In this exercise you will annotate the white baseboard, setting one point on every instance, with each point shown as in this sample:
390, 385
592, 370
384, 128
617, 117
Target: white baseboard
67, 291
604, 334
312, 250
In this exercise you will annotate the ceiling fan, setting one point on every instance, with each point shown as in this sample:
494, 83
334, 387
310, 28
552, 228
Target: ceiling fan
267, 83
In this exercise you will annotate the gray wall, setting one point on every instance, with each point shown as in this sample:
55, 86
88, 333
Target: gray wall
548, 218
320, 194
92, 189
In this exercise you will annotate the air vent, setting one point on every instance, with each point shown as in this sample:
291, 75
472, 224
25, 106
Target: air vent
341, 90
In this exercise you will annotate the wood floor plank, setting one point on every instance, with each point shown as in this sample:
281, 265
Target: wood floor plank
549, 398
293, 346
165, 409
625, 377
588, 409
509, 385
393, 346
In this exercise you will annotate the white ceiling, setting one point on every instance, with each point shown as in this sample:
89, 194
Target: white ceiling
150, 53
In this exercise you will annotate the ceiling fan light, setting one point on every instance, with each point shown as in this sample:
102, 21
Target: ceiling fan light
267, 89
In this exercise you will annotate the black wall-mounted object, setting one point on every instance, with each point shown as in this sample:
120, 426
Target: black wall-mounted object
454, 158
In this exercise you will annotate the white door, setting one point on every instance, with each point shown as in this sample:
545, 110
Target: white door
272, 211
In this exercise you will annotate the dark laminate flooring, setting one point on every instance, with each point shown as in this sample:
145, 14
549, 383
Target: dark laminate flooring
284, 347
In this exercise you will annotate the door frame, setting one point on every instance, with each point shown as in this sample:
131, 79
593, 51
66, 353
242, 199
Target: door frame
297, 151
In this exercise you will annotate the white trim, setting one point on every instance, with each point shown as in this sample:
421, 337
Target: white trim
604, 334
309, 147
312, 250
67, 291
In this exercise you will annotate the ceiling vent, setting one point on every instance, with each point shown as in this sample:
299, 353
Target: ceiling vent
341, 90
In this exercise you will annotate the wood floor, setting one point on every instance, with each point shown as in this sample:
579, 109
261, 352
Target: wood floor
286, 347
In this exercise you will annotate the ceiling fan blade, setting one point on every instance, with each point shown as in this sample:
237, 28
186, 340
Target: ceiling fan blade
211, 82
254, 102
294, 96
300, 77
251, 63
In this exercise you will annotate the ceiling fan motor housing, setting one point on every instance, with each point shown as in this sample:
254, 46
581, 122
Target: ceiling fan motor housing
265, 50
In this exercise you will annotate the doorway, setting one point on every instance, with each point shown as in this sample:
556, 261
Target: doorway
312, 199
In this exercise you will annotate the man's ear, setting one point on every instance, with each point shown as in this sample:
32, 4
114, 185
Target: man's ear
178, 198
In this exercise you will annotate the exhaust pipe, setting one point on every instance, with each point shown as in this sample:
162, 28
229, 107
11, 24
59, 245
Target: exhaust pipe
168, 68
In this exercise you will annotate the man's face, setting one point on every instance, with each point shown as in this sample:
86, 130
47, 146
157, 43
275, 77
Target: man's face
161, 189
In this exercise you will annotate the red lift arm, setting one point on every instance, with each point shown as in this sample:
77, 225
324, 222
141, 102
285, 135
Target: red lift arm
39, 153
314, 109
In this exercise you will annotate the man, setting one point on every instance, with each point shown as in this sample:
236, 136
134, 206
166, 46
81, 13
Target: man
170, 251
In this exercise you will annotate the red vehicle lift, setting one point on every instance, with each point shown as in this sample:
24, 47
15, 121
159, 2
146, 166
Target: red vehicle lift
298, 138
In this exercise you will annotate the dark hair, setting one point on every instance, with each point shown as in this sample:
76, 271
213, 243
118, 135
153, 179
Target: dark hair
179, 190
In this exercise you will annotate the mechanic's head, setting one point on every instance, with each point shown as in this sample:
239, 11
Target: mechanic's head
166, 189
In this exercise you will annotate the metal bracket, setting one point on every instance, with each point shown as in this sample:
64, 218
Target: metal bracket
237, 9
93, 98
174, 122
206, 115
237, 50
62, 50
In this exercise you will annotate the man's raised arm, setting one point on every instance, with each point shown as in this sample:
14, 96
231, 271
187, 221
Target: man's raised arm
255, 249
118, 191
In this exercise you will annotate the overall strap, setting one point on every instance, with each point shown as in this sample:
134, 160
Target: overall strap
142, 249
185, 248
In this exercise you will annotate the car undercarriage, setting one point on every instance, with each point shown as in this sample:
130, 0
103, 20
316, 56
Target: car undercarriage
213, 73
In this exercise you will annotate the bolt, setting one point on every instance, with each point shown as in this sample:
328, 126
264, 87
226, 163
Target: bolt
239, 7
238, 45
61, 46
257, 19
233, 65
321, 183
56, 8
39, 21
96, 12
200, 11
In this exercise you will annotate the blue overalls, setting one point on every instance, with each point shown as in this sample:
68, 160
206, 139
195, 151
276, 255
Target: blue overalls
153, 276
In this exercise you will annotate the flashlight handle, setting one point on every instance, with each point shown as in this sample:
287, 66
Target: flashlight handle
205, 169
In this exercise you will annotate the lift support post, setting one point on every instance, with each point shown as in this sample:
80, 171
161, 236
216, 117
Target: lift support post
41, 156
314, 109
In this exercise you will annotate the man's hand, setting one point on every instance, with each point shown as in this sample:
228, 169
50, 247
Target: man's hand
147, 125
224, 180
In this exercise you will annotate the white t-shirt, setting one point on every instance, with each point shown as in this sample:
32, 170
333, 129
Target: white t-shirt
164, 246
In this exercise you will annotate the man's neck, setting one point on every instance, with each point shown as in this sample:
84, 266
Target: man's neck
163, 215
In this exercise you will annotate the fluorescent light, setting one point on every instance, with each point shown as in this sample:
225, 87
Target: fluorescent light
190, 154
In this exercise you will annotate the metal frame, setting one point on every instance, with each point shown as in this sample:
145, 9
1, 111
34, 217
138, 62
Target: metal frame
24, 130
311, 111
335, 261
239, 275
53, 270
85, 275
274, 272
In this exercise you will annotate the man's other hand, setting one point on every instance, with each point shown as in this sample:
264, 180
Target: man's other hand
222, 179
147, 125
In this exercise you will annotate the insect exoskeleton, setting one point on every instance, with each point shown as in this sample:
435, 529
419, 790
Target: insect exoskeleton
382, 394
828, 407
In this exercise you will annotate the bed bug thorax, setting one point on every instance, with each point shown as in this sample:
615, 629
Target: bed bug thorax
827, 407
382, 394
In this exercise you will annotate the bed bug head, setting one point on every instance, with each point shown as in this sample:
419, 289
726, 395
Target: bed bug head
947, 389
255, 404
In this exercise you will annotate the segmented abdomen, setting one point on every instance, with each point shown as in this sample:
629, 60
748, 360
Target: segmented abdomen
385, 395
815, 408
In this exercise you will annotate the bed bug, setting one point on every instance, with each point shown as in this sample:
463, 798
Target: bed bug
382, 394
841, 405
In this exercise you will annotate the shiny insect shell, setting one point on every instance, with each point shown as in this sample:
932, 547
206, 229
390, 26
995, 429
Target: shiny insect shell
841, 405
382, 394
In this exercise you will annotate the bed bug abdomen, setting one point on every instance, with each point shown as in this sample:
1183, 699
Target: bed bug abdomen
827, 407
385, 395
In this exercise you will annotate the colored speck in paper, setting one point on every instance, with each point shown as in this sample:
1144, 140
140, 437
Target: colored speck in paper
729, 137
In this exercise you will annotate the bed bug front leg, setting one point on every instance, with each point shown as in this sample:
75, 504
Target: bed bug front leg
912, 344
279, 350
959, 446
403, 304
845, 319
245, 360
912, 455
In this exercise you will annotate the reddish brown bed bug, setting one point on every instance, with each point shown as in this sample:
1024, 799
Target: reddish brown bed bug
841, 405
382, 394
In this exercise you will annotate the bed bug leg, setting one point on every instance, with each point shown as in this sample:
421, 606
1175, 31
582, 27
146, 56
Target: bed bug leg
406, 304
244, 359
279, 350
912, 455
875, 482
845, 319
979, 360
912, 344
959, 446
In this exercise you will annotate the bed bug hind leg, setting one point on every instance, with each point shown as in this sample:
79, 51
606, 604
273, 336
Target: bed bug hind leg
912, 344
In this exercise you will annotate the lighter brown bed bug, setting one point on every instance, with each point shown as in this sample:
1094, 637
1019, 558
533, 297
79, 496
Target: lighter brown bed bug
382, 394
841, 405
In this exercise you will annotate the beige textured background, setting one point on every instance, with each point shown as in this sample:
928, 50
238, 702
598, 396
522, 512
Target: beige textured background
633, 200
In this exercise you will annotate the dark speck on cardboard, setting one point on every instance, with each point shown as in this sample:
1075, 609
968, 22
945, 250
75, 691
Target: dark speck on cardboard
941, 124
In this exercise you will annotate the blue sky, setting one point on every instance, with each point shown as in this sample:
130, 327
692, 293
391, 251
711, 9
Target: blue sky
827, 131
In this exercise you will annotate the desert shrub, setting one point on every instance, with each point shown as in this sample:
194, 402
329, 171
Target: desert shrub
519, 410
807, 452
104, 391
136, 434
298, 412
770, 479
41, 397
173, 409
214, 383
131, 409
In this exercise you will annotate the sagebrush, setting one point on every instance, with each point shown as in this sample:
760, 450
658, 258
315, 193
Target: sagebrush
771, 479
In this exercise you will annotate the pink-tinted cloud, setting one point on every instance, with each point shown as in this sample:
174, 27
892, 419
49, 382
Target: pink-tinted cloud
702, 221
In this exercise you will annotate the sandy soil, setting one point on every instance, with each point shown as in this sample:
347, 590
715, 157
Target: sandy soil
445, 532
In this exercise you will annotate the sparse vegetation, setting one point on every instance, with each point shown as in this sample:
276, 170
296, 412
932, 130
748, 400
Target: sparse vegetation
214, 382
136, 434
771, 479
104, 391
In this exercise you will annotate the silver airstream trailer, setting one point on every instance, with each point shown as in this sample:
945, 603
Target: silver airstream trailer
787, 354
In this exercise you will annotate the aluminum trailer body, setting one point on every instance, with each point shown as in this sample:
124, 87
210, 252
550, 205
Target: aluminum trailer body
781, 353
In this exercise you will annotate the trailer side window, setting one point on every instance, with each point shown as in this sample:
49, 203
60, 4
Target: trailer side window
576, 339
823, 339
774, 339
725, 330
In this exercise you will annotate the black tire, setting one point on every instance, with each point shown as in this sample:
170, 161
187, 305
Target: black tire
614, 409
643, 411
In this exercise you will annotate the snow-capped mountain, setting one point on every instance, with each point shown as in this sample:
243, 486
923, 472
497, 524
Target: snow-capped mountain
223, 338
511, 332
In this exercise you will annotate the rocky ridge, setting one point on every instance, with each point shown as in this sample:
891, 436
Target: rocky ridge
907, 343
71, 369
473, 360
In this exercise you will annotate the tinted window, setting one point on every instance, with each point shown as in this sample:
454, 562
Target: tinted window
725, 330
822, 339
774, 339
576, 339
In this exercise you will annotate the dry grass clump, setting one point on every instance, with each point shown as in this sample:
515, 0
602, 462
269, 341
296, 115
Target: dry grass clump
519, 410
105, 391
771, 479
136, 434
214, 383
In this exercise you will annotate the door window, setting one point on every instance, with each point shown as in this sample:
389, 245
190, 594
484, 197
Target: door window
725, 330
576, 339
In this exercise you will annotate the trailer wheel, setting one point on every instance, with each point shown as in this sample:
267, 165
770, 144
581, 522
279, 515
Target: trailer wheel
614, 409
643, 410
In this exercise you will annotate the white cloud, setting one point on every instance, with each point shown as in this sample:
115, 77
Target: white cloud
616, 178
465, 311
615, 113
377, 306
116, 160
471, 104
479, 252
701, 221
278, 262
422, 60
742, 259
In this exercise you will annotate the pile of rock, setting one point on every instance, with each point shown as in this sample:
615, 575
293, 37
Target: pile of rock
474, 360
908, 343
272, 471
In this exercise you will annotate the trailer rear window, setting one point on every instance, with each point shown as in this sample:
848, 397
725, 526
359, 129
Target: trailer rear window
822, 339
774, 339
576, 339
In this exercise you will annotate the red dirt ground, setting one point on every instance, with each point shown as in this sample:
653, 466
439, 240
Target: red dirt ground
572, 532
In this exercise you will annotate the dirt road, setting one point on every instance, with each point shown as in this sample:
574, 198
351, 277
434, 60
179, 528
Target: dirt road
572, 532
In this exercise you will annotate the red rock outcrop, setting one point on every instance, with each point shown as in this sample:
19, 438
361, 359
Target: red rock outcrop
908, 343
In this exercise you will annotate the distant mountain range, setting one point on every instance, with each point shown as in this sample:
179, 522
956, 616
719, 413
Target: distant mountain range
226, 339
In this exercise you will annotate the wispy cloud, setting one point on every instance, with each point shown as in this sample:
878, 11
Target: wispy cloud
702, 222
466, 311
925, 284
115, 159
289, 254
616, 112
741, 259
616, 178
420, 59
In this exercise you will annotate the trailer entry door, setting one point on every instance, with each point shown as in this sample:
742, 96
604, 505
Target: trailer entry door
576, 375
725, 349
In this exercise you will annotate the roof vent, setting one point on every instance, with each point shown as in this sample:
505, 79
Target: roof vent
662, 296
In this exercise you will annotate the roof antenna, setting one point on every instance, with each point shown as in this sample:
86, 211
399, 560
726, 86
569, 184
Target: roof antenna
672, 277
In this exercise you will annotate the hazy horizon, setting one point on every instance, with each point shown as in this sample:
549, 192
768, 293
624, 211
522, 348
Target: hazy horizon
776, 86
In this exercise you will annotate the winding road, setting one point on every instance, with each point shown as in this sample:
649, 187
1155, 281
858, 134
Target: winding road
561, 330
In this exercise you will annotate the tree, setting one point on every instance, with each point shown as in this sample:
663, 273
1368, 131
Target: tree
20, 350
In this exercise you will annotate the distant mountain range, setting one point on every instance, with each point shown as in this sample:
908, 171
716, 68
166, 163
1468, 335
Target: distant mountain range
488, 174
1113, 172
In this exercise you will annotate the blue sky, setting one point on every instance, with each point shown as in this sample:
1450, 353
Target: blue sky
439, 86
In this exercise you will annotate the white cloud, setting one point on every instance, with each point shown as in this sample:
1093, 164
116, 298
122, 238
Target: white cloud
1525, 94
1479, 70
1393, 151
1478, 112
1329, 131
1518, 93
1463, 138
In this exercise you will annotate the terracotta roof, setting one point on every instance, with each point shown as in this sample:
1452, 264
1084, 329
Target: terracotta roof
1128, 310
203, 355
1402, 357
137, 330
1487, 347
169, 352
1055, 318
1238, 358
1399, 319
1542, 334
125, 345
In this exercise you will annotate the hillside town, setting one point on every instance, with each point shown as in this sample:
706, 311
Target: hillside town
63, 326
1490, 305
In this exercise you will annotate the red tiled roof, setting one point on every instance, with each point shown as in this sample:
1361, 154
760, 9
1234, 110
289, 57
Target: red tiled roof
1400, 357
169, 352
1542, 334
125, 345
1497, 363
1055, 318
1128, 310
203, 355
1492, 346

# # # #

Print again the material above, limited to the lines from the one holding "In this exercise you will annotate the terracotta" through the last, inclusive.

In this exercise you will annotate the terracotta roof, setting one point on every instance, with each point shown as in this sample:
1452, 264
1084, 329
Target: terracotta roof
1128, 310
203, 355
1402, 357
137, 330
1487, 347
169, 352
1055, 318
1238, 358
1399, 319
1542, 334
125, 345
In this exercise you will annotate the hillside town, setting one point on every instance, with each point shown as in this sample:
706, 311
Target: hillside town
63, 326
1490, 305
In this exercise you will annotate the red tiled roof, setting one point on every instance, with each point shown as in this sample:
1361, 154
760, 9
1234, 110
289, 57
Target: red tiled roof
1400, 357
169, 352
1542, 334
125, 345
1497, 363
1055, 318
1128, 310
203, 355
1492, 346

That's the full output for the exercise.